**TEXT PROVIDED:**
- - - - -

Thursday, September 17, 2009

Swine flu death rate similar to seasonal flu: expert


This story only confirms what many have been saying for months: there is no swine flu pandemic. The media has whipped the public into a terrified frenzy, ordered a billion vaccines (which caused pharmaceutical profits to skyrocket), put people's lives and well-being at risk with unnecessary vaccines, mandated into law codiciles concerning the right of the state to force citizens to get this unnecessary vaccination (the equivalent of martial law and putting FEMA in charge in the US), and indemnified all pharma corps from lawsuits for damage to people
the vaccine might cause
....and well, what do you know?
Turns out swine flu is just another flu, less dangerous that the average seasonal flu.

Are we ready to ask the question: Cui bono?


Swine flu death rate similar
to seasonal flu: expert


Wed Sep 16, 2009
Reuters
By Maggie Fox, Health and Science Editor

WASHINGTON (Reuters) - The death rate from the pandemic H1N1 swine flu is likely lower than earlier estimates, an expert in infectious diseases said on Wednesday.

New estimates suggest that the death rate compares to a moderate year of seasonal influenza, said Dr Marc Lipsitch of Harvard University.

"It's mildest in kids. That's one of the really good pieces of news in this pandemic," Lipsitch told a meeting of flu experts being held by the U.S. Institute of Medicine.

"Barring any changes in the virus, I think we can say we are in a category 1 pandemic. This has not become clear until fairly recently."

The Pandemic Severity Index set by the U.S. government has five categories of pandemic, with a category 1 being comparable to a seasonal flu epidemic.

- - - - -

**MATERIAL PROVIDED:**

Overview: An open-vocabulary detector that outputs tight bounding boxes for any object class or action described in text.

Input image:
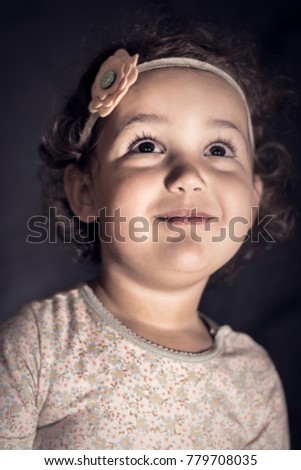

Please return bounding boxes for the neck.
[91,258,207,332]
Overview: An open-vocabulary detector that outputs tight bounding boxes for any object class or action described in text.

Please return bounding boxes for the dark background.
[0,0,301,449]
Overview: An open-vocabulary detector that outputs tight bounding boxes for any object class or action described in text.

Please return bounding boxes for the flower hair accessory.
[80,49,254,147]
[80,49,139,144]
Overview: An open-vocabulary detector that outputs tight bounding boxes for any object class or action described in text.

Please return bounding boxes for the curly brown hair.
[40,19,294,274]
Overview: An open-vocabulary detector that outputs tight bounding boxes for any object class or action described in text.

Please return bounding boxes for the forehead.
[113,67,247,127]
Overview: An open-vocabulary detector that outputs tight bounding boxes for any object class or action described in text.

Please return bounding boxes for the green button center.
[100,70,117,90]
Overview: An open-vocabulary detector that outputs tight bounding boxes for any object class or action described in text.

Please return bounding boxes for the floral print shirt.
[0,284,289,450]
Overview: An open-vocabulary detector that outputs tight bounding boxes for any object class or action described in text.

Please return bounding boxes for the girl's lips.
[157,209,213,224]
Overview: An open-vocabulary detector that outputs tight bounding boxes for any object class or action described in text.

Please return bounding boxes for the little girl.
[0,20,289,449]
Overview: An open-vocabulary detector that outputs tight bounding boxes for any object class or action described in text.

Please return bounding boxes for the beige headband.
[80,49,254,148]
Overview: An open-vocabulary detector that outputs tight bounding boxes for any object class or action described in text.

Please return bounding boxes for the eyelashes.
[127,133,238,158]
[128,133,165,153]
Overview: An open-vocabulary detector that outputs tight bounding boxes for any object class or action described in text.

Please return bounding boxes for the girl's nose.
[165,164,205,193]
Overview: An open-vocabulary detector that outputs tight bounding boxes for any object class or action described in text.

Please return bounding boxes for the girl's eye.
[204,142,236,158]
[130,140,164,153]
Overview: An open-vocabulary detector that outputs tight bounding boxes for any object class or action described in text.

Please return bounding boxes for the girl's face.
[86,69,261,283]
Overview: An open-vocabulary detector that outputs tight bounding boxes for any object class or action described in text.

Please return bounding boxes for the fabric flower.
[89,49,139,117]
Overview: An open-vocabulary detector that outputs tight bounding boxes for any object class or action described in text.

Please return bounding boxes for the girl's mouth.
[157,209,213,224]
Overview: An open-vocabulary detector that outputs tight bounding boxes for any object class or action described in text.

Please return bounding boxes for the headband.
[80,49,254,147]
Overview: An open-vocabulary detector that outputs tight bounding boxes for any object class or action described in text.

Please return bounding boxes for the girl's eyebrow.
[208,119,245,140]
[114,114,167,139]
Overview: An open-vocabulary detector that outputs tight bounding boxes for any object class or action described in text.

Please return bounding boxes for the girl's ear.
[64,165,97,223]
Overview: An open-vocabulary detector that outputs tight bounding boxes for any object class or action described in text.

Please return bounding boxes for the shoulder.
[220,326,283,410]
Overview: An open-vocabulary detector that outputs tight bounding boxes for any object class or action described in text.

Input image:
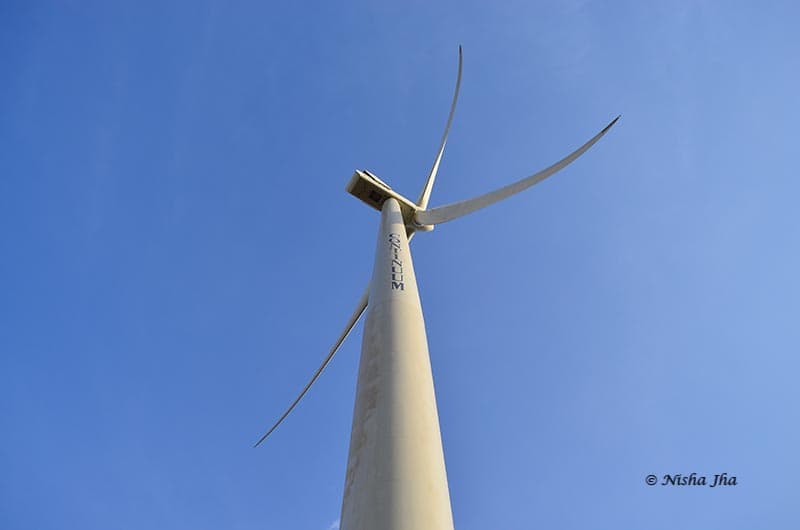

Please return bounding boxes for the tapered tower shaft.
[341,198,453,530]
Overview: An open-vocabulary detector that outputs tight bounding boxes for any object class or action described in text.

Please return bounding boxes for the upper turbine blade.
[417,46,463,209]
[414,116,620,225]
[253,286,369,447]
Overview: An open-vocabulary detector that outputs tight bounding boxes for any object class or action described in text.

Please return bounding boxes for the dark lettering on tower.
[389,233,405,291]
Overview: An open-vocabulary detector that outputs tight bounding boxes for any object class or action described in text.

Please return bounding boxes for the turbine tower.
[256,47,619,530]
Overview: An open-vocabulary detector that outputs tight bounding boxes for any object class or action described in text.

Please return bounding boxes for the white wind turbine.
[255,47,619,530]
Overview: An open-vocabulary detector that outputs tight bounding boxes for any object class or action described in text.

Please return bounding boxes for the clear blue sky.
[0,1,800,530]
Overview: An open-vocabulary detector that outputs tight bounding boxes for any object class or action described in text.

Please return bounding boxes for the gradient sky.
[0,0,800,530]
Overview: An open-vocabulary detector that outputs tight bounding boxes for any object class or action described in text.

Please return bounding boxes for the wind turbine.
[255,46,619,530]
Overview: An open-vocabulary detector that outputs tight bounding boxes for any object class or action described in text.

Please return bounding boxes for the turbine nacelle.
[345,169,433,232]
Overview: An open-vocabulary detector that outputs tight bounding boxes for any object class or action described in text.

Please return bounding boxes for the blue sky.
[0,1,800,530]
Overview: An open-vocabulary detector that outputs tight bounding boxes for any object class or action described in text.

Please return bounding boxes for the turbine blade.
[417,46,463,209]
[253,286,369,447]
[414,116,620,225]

- - - - -

**WORK REQUIRED:**
Continue the swine flu piece at the top of the page, starting after its final sentence about the Pandemic Severity Index.

**WRITTEN ANSWER:**
Seasonal flu has a death rate of less than 0.1 percent -- but still manages to kill 250,000 to 500,000 people globally every year.

A category 5 pandemic would compare to the 1918 flu pandemic, which had an estimated death rate of 2 percent or more, and would kill tens of million of people.

Lipsitch took information from around the world on how many people had reported they had influenza-like illness, which may or may not actually be influenza; government reports of actual hospitalizations and confirmed deaths.

He came up with a range of mortality from swine flu, from 0.007 percent to 0.045 percent.

Either way, having new information about how many people were infected and did not become severely ill or die makes the pandemic look very mild, he said.

"The news is certainly better than it was in May and even better than it was at the beginning of August," Lipsitch said.

H1N1 swine flu was declared a pandemic in June after flashing around the world in six weeks. Experts all said a true death rate would not be clear for weeks because it is impossible to test every patient and because people with mild cases may never be diagnosed.

This lack of information made the epidemics in various countries and cities look worse at first than they actually were, Lipsitch said. People sick enough to be hospitalized are almost always tested first.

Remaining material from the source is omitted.